Exercise prompt: Please pick out every line below that contains the word "baby" and copy each one. Case counts.

Provided material:
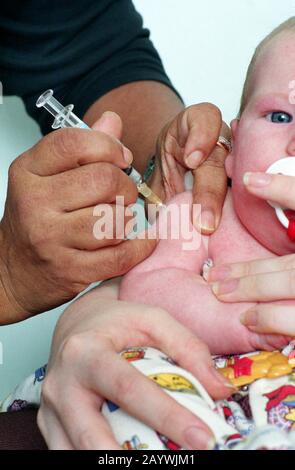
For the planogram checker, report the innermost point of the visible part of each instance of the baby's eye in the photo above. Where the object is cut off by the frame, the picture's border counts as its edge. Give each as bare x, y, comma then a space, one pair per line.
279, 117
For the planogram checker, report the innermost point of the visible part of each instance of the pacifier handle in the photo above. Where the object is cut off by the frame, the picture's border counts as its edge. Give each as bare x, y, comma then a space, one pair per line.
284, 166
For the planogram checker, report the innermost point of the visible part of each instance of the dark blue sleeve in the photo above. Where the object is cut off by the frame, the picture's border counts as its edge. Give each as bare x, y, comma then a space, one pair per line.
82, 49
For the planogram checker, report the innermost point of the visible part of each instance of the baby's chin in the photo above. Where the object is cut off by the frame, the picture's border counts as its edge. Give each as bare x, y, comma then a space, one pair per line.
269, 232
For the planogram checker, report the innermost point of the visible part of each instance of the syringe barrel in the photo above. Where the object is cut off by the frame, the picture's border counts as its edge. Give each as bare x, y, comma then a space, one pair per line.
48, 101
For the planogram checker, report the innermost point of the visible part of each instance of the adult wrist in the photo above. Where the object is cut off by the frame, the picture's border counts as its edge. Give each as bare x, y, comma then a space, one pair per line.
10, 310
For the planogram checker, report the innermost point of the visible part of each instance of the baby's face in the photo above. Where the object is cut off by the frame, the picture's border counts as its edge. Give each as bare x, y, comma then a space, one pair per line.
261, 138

---

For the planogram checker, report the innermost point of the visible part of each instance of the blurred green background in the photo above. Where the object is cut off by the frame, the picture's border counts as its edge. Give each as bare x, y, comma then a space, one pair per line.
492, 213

---

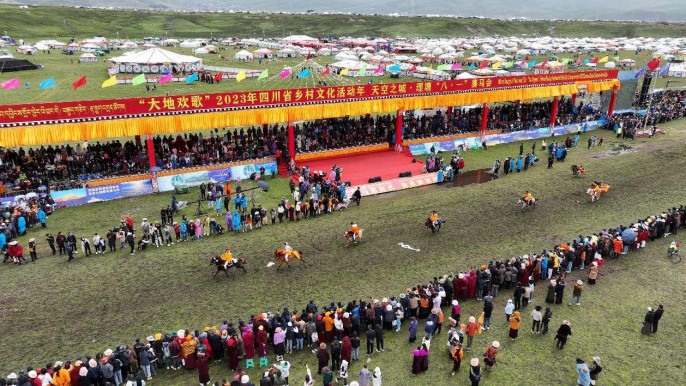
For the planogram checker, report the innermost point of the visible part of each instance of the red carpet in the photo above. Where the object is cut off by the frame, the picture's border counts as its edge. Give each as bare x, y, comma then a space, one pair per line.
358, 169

Answer to the problem:
For the planogram checker, report the innermost point of the visible part of each instance of the baby's eye in the photo above. Where the object is cut off by the frame, the picture's border counts as its edge. Give each as bare x, y, comma then a space, one pair per line.
For the planogram checker, report the innermost point of the visible part of each instance of the baby's chin in the photo above. Where the object is cut off by the frame, the picture's border counts as its edge. Give each as bare x, y, comma then a space, one pair per line.
For the planogram checker, report the innermost point of the visible part of each instance of the baby's face in the photo above. Where the object is cut off by the frame, the picture's border counts as its edge. Give each as bare x, y, comma then a space, one pair per line.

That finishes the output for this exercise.